» DATA SHOWN:

== Segment start ==

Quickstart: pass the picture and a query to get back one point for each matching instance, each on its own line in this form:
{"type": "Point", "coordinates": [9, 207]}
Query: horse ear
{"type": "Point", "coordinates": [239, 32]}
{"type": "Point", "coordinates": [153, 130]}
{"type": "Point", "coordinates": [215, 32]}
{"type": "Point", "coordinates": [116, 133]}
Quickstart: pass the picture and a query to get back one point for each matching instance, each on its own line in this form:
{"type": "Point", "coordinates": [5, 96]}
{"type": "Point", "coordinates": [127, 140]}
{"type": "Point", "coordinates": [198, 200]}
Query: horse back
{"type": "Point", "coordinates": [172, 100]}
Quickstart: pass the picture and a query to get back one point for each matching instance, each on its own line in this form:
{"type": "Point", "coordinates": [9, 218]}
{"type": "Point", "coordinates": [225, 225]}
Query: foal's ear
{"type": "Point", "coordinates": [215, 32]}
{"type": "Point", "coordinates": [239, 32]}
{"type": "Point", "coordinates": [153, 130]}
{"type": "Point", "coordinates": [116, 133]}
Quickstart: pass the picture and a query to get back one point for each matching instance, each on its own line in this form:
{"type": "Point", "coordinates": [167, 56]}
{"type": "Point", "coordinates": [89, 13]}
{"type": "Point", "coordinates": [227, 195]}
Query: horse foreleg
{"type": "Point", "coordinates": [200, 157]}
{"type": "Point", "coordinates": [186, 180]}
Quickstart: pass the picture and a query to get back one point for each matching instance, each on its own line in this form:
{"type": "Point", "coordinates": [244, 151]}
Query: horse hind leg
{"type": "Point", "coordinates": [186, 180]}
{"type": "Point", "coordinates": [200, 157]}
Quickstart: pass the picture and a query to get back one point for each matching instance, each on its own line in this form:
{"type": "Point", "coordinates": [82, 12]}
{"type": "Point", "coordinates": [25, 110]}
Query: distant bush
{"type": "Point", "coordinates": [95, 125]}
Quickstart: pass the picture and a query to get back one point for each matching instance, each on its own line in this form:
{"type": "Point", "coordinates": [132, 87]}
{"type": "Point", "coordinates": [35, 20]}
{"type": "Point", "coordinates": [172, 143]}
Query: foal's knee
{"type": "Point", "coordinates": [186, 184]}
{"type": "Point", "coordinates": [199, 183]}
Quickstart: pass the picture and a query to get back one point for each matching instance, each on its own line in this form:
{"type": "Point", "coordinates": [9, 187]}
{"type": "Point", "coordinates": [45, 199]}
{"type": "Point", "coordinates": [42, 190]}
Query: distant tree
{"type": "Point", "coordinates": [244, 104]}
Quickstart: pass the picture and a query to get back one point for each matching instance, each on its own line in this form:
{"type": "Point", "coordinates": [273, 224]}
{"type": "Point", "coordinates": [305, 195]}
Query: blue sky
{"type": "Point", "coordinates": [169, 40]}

== Segment end ==

» AIM OF THE TASK: Print the listing above in full, exactly as it is.

» RESPONSE TO THIS TASK:
Quickstart: pass the picture and a query to get back one point for each matching instance, each on its own line in this form:
{"type": "Point", "coordinates": [9, 207]}
Query: horse ear
{"type": "Point", "coordinates": [239, 32]}
{"type": "Point", "coordinates": [153, 130]}
{"type": "Point", "coordinates": [215, 32]}
{"type": "Point", "coordinates": [116, 133]}
Quickstart: pass the picture and a query to get back one point for each matching instance, each on its own line in this form:
{"type": "Point", "coordinates": [5, 96]}
{"type": "Point", "coordinates": [127, 140]}
{"type": "Point", "coordinates": [198, 200]}
Query: horse back
{"type": "Point", "coordinates": [172, 100]}
Quickstart: pass the picture and a query to get back one point for each matching instance, each on its own line in this form:
{"type": "Point", "coordinates": [9, 218]}
{"type": "Point", "coordinates": [225, 225]}
Query: foal's ear
{"type": "Point", "coordinates": [215, 32]}
{"type": "Point", "coordinates": [239, 32]}
{"type": "Point", "coordinates": [153, 130]}
{"type": "Point", "coordinates": [116, 133]}
Quickstart: pass the picture and a query to get back one point for each matching instance, each on its own line in this form:
{"type": "Point", "coordinates": [167, 56]}
{"type": "Point", "coordinates": [89, 13]}
{"type": "Point", "coordinates": [227, 195]}
Query: horse foreleg
{"type": "Point", "coordinates": [200, 157]}
{"type": "Point", "coordinates": [186, 180]}
Quickstart: pass the picture and a query to get back one point for each matching instance, each on its own line in this form:
{"type": "Point", "coordinates": [244, 151]}
Query: horse hind leg
{"type": "Point", "coordinates": [186, 180]}
{"type": "Point", "coordinates": [200, 157]}
Quickstart: pass the picture and a query to get back one point for each matching instance, each on its own line in this form:
{"type": "Point", "coordinates": [82, 12]}
{"type": "Point", "coordinates": [25, 110]}
Query: distant bush
{"type": "Point", "coordinates": [95, 125]}
Quickstart: pass the picture and a query to get back one point for each matching instance, each on its own line in this form:
{"type": "Point", "coordinates": [132, 87]}
{"type": "Point", "coordinates": [35, 20]}
{"type": "Point", "coordinates": [172, 143]}
Query: foal's knee
{"type": "Point", "coordinates": [186, 184]}
{"type": "Point", "coordinates": [199, 183]}
Quickstart: pass the picture and a query to get back one point for each matching instance, each on its own line in this form:
{"type": "Point", "coordinates": [9, 187]}
{"type": "Point", "coordinates": [45, 199]}
{"type": "Point", "coordinates": [42, 190]}
Query: distant tree
{"type": "Point", "coordinates": [244, 104]}
Quickstart: pass the picture and a query to get back one point for each matching instance, each on its own line in this form:
{"type": "Point", "coordinates": [273, 224]}
{"type": "Point", "coordinates": [305, 195]}
Query: blue sky
{"type": "Point", "coordinates": [169, 40]}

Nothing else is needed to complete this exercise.